EXCERPTED PASSAGE
_ _ _ _ _

Approaches to improve response times for web pages who's HTML & content is loaded through Rails???

Hi,

I'm serving files (text, images) to a browser via my Rails application
as the user needs to be authenticated too. The files are on file
system, however references are in the database, as I'm using
PAPERCLIP. Using AUTHLOGIC for authentication. I'm finding the
response times aren't good, as each request for HTML/image etc have to
go through the Rails layers I guess of AUTHLOGIC, PAPERCLIP then
stream back.

QUESTION: Given I want users to authenticate for HTML & associated
files (CSS, images) then page needs, is there any obvious way to get
an order of magnitude improvement? E.G.

a) I guess I could save in session state the list of children files a
HTML page needs & get its file location path, until the subsequent
requests come, and that would some a database lookup (at the expense
of using session state)?

b) is there a way to keep open a TCP session or something for the
entire web-page load? (clutching at straws here)

c) any way to stream all html & images/css as one file/stream to
browser? (I assume not as this isn't how the browser works)

d) Combine Javascript into one file (I've heard of this one and can
follow up)

e) Set future expiry headers on files (I've heard of this one and can
follow up)

Thanks

PS. On average each request is about 3000ms to 5000ms when being
served by RoR (authlogic/paperclip), as opposed to about 160ms for the
same content but put directly under /public. I'm using mongrel.

I believe that paperclip actually stores a copy of the images in the
public directory by default. Once the html is rendered to the browser
the image requests should not go through the rails stack.

Let us know what firebug says. Browser load times are dependent on
many factors, and often the rails stack is not the slowest piece of
the pie. Once you prove there is some evidence that rails is
significantly slowing you down, then it would be worth trying to
optimize it. But minimizing javascript, css, and images often has a
more profound effect on browser load times. Then caching pages,
actions, etc helps immensely too.

Let us know the firebug or safari browser load time for each part of
the http requests.

Andrew

thanks - so I do want to have the images etc authenticated as well by
the way, so this is why I haven't got them under public either...

so the two test scenarios are based on doing a "save as" from a
website, and then:
(a) saving the web content directly under /public - which runs fast
(b) having the content in a protected area, and then having rails
serve it up via a controller - again that does (a) authentication via
authlogic and then (b) serves via paperclip which stores files on
disk, however there is a look to the database to find out where the
file is

I'm not sure how to attach the images here, however the results
basically show that on average, picking some of the images/css etc
that the browser fetches:
* a ~10kb javascript file: 10ms => 497ms
* a 1kb image: 5ms => 29ms
.
.
This is measured from a browser running on the same server as the ./
script/server -e production, mongrel server...

http://www.engineyard.com/blog/2009/your-pages-will-load-faster-with-rails/

Some good points in the link - but I'm thinking it still doesn't
address the large fundamental increase in response time when having to
go through rails for the authentication etc. In both cases in the
comparison for example there was no expires time populated.

I'm thinking maybe what i need to address is whether it's normal that
adding some extra code paths and a few database calls (authlogic and
paperclip lookup) should be taking this extra 300-400ms or so, or
whether there is something wrong here? Perhaps I'll need to under the
paperclip and authlogic code so I put some logging code in to measure
the times?

I am still not convinced the problem is with rails and not just
because there are a lot of images and files to load.

_ _ _ _ _

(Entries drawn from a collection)
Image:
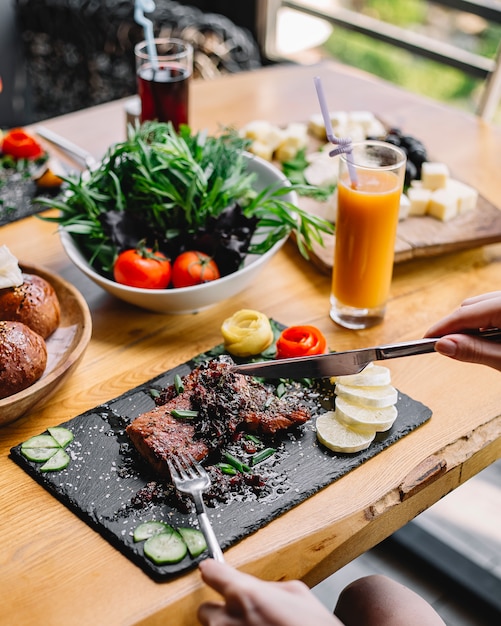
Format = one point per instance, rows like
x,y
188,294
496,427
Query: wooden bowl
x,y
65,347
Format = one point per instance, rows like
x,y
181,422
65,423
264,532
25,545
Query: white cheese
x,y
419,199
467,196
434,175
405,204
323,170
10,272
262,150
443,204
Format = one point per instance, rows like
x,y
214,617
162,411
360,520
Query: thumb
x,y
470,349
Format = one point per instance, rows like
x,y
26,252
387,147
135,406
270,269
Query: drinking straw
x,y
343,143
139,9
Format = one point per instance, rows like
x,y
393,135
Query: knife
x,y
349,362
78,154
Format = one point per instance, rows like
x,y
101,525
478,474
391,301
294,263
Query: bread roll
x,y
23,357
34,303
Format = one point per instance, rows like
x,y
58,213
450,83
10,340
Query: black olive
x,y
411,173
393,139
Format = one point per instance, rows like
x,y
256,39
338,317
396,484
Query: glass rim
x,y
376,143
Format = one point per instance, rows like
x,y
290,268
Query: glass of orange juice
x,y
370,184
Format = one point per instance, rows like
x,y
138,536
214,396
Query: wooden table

_ _ _ _ _

TASK REQUIREMENTS
**A.** In the thread on Rails response times, swap "expires time" for "expiry header" and rewrite the passage between "Some good points" and "expires time populated.", inclusive.
**B.** In the thread on Rails response times, how long does an average request take when Rails serves it with authlogic and paperclip?
**C.** Write the next part of the thread on Rails response times, starting after its final sentence.
The lines are separate from the thread on Rails response times.

THE RESULTS
**A.**
Some good points in the link - but I'm thinking it still doesn't
address the large fundamental increase in response time when having to
go through rails for the authentication etc. In both cases in the
comparison for example there was no expiry header populated.

**B.** About 3000ms to 5000ms.

**C.**
I like your thought to try to see exactly how long each process
takes. The terminal in development mode can be helpful too. It will
list the time for many of these things.

Here is another resource to help. http://railslab.newrelic.com/scaling-rails

I don't know the nature of the site, but if at all possible you should
try to use the http server to serve css, javascript, and images. You
could even resort to other forms of authentication, using apache if
you had to.

You can get a lot more specifics about what's happening time-wise
by installing the NewRelic monitoring plugin (http://newrelic.com/).

Highly recommended.

Are you re-checking authentication for each image? Could you find some
way to authenticate only once for all of your resources? Perhaps use
Basic or Digest authentication for your images, and then somehow tie
the password to the current session? If you can remove unnecessary
database hits, you may be able to shave off some ms. You may add a few
ms for HTTP authentication, though, so I'd take a close look.

Are you using a mongrel cluster? If this is all going through one
mongrel instance, it's only handling one request at a time. Switching
to passenger may help, as it can spawn new instances to handle
simultaneous requests (depending on settings and your server's
memory).

Thanks

* I'll try new relic then to get some more incite
* re authentication I'm using authlogic so in fact after initial
authentication it should use session cookies. However authlogic does
store sessions in database..
* re number of images etc and mongrel cluster, I'm only testing with
one mongrel, however I am here looking at per request stats
* re authenticating via apache: if I knew how I could do this, bit
have it integrated with my apps user provioning I'd look at this. Any
leads here? I couldn't find anything when I looked.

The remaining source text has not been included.